— Written problem A —
In the advice column "Does Size Really Matter?", how often does the writer's computer give an alert about new e-mail?
☆ ☆ ☆
Does Size Really Matter?

Dear Savannah,

Please lay to rest, once and for all, the argument that size matters.


David S.

(not the David S. that works in Brighton, East Sussex, but a different one, possibly even a David S. that isn't based in England at all)


Recently, my mailbag has been chock full of messages about organ enlargement. Thirty or forty times a day-ding-ding!-my computer alerts me to new e-mail, and I discover it's a message from some poor soul offering to enlarge my organ, even though I don't own an organ and am, in fact, tone deaf.

Still, it brings up the whole issue of "does size really matter?" On an existential level, I'd have to say, yes, size does matter. Size is what separates us human beings from common dung beetles, for example. If we were the size of dung beetles, we probably never would have put a man on the moon, as putting a man on the top of the local elm tree would have been sufficient, nor would we probably have invented super-sized French fries, as there's no point creating a foodstuff too large to eat.
☆ ☆ ☆
— Written problem B —
Return each line of the listing that contains the word "white".

— Exercise materials —
☆ ☆ ☆
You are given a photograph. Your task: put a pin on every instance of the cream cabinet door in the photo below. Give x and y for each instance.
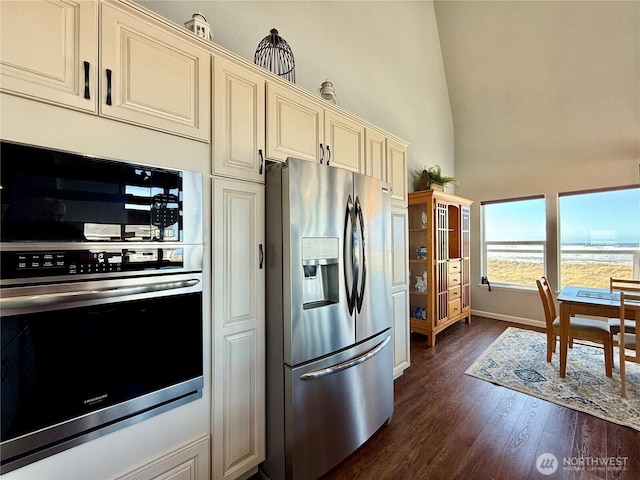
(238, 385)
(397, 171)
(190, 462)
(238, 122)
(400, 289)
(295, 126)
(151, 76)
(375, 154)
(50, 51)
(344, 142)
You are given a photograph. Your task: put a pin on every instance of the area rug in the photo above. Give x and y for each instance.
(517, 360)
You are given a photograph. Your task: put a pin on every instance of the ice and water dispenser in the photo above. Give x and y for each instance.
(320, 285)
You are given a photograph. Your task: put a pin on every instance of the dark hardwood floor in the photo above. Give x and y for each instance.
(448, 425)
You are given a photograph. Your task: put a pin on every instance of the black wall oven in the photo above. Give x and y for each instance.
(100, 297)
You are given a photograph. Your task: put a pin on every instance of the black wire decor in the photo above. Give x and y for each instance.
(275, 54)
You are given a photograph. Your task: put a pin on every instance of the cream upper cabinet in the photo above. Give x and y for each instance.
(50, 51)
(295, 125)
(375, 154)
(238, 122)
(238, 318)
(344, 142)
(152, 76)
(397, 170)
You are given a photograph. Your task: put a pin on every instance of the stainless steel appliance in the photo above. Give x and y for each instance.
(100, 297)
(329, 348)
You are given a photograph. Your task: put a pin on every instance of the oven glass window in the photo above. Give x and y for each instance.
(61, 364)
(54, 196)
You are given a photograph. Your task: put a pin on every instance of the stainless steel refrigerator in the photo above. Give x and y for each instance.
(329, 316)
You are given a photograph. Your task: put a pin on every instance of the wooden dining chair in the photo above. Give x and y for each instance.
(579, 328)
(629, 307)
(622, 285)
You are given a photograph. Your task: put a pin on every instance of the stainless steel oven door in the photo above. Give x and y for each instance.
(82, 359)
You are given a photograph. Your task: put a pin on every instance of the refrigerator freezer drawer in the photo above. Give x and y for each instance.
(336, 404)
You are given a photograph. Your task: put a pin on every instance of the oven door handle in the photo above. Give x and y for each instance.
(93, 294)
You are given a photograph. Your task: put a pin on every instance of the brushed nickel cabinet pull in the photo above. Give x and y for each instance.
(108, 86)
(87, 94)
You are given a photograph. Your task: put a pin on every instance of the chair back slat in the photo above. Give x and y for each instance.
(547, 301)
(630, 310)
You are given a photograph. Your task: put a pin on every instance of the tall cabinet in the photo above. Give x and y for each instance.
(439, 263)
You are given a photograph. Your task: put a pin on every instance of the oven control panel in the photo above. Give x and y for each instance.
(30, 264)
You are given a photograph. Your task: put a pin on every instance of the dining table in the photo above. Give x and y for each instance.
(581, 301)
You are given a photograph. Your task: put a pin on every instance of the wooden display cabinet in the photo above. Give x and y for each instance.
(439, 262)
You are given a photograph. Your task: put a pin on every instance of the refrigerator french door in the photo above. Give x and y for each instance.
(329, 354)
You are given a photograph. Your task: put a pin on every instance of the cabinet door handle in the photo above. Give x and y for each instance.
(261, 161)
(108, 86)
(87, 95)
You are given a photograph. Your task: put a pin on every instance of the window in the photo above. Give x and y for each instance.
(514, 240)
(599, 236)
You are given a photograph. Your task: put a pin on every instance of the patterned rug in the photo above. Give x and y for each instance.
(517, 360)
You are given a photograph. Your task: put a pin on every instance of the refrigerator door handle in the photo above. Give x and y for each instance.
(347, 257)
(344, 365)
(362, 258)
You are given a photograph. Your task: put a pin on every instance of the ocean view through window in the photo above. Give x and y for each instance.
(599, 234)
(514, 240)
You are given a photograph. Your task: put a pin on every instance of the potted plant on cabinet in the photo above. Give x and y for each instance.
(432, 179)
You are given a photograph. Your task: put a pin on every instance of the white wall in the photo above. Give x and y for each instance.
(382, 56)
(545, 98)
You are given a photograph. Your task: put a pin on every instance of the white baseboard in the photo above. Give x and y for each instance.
☆ ☆ ☆
— Complete output A —
Thirty or forty times a day.

— Complete output B —
You are given a photograph. Your task: put a pin on every instance of the white wall in the photo above. Give x and y for each instance.
You are given a photograph. Your task: put a pin on every instance of the white baseboard in the photo above. Give x and y for each instance.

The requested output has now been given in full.